Assim, em face das conclusões apresentadas pelos recorrentes, a questão a apreciar é a de saber se, apesar de ter sido declarada extinta a execução nos termos constantes da decisão recorrida, os autos de oposição à execução devem prosseguir.
* DOS FACTOS
A factualidade a atender para a apreciação do recurso é a que consta do relatório supra, sem necessidade de mais acrescentos.
* DA FUNDAMENTAÇÃO JURÍDICA
Por via do presente recurso pretende o recorrente que os autos de oposição à execução prossigam os seus termos, não obstante a decisão de extinção da execução com fundamento no artº 750º/2 do CPC.
Na decisão recorrida entendeu-se que aquela extinção determinava a inutilidade superveniente a oposição.

REGISTOS GUARDADOS:
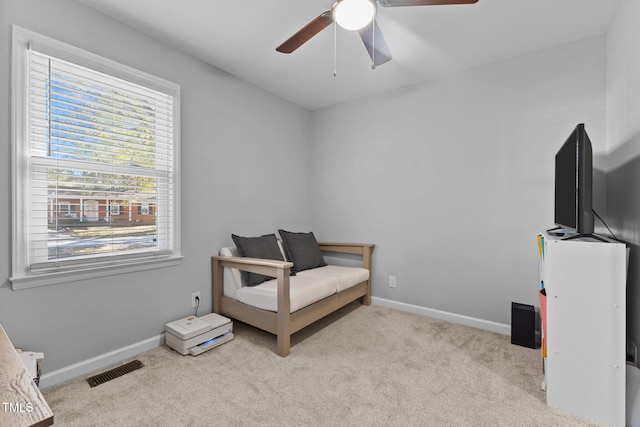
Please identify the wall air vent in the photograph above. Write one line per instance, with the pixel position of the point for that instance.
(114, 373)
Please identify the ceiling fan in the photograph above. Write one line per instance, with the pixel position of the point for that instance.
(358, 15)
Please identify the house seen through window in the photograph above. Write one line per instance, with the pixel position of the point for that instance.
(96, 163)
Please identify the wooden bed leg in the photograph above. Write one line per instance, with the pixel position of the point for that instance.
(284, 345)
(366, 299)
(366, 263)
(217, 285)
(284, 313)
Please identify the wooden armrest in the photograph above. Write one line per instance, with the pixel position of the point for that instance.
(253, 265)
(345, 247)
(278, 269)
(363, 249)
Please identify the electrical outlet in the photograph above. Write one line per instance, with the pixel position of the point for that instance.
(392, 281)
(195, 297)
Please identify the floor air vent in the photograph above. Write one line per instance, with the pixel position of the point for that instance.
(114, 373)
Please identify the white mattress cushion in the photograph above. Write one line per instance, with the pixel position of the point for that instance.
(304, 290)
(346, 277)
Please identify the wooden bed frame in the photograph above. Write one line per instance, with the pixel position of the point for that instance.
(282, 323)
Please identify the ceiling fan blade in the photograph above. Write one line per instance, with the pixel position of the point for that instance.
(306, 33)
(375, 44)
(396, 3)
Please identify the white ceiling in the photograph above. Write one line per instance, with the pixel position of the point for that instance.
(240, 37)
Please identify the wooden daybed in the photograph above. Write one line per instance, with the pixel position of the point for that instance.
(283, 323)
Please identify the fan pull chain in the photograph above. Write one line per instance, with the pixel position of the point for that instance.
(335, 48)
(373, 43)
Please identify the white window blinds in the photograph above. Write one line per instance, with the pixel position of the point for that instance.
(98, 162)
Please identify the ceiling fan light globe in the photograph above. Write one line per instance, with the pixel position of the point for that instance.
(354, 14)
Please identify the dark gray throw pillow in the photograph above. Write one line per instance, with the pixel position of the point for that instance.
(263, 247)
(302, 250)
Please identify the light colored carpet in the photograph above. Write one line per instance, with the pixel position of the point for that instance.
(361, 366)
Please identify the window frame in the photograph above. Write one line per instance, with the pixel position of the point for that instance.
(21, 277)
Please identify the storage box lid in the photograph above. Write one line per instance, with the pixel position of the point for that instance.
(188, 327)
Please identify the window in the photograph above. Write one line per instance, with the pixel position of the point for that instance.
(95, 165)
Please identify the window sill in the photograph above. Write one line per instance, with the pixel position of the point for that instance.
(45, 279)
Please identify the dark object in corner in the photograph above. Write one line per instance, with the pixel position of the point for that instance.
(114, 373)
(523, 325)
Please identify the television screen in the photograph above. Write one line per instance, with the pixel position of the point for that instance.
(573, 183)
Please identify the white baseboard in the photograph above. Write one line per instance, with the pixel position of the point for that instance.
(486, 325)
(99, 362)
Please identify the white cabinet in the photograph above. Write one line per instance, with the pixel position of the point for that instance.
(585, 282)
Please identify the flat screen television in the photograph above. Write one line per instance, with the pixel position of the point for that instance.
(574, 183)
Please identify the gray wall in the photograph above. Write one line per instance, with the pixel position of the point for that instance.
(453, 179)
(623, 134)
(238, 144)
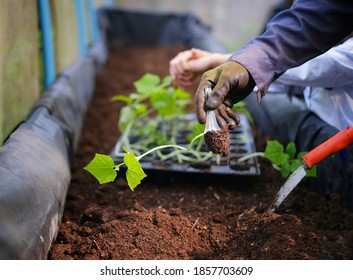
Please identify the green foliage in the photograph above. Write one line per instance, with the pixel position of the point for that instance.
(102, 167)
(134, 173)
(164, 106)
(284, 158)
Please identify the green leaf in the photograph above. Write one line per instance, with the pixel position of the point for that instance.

ORIENTAÇÃO A: Em que três combinações diferentes aparece a palavra «execução» no excerto do documento? Indique cada uma só uma vez.
ORIENTAÇÃO B: Segundo o excerto do documento, o que determina que a questão a apreciar seja a do prosseguimento dos autos de oposição à execução?

RESOLUÇÃO DA TAREFA A: extinta a execução; oposição à execução; extinção da execução

RESOLUÇÃO DA TAREFA B: A questão decorre das conclusões apresentadas pelos recorrentes. Trata-se de saber se os autos de oposição à execução devem prosseguir, apesar de a execução ter sido declarada extinta nos termos da decisão recorrida.